◆ Request
Copy out the lines from the one containing "trace --target=palm tree" to the one containing "M775 113L775 98L764", putting "output" in place of "response" and leaving everything else unchanged.

◆ Listed entries
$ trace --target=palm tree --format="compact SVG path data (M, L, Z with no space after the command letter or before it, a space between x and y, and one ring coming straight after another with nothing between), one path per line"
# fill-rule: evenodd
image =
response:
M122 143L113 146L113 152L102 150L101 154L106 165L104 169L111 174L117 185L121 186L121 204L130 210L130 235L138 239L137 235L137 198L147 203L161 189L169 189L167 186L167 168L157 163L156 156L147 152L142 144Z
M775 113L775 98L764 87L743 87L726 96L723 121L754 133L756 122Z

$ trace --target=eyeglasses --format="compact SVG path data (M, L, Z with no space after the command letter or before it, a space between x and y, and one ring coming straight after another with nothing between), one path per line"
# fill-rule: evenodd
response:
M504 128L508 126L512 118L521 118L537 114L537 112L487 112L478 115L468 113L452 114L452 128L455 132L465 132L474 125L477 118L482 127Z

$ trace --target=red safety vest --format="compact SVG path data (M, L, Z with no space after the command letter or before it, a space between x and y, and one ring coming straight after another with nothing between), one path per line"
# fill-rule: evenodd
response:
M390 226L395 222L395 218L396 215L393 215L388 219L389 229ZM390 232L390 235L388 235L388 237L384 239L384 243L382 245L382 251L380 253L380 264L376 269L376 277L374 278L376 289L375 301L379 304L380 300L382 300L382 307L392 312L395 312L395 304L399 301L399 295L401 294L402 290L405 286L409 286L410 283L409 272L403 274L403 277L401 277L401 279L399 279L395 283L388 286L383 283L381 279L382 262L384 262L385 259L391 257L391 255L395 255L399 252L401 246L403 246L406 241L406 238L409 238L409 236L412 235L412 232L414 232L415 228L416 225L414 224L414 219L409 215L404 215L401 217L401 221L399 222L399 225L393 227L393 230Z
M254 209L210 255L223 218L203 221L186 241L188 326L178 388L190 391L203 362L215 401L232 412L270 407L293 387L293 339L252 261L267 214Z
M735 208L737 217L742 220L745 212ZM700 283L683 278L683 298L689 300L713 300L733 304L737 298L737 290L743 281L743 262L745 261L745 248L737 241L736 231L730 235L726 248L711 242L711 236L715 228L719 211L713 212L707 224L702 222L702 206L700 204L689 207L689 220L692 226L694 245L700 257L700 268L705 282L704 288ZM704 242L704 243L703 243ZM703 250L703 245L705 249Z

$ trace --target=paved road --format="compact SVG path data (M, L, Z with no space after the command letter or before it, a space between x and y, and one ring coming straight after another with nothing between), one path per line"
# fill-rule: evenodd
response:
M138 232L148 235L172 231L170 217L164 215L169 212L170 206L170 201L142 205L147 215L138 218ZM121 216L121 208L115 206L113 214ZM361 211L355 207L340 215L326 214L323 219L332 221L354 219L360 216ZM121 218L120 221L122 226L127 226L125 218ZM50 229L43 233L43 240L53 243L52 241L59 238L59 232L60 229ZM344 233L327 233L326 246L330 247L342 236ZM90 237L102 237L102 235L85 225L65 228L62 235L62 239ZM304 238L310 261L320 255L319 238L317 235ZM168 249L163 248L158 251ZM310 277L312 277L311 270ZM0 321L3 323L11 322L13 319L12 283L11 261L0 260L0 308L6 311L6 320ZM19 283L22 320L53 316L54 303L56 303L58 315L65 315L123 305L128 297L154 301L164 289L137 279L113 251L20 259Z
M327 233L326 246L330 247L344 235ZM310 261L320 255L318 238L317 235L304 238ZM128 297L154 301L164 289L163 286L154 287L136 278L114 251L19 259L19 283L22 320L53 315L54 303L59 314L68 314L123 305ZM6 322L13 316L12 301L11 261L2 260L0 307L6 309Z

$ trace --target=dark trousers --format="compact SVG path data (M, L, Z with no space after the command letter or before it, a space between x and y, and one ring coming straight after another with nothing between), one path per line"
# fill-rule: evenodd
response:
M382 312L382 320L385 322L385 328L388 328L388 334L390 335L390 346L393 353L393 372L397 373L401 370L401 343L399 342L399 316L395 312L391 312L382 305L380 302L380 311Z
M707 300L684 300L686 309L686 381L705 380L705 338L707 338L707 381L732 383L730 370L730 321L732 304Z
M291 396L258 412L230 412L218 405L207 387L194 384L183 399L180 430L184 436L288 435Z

* * *

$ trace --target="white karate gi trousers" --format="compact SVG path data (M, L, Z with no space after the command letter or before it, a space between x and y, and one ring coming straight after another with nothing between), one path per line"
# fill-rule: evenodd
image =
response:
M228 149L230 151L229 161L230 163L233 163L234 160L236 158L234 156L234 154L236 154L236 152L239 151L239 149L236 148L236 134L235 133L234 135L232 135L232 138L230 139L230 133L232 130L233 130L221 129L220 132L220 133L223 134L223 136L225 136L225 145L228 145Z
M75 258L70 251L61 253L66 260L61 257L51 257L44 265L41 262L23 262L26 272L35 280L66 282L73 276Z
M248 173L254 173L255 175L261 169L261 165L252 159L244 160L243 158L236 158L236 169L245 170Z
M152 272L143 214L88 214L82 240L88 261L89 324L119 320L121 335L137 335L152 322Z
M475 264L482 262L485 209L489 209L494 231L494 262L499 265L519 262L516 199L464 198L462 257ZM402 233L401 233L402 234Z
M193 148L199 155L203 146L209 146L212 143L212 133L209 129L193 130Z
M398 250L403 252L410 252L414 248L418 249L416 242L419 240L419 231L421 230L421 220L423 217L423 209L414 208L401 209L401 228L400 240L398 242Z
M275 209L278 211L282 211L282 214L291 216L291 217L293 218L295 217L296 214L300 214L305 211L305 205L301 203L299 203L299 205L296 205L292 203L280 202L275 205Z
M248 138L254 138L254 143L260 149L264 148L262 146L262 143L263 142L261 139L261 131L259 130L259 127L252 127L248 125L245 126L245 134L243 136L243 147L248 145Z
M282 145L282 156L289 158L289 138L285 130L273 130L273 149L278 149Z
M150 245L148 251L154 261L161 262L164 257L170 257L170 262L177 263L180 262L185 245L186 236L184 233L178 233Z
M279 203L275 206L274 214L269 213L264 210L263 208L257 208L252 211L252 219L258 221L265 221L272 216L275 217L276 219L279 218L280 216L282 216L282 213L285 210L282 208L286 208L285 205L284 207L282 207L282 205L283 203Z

◆ Full answer
$ trace --target=palm tree --format="compact SVG path data (M, L, Z with no space after the command letter or before it, a space between x and y, and one ring coming straight after another with nothing between), one path per line"
# fill-rule: evenodd
image =
output:
M122 143L113 146L113 152L102 150L101 154L106 165L104 169L111 174L117 185L121 186L121 204L130 210L130 235L138 239L137 235L137 198L147 203L161 189L169 189L167 186L167 168L157 163L156 156L147 152L142 144Z
M775 113L775 98L764 87L743 87L726 96L723 121L754 133L756 122Z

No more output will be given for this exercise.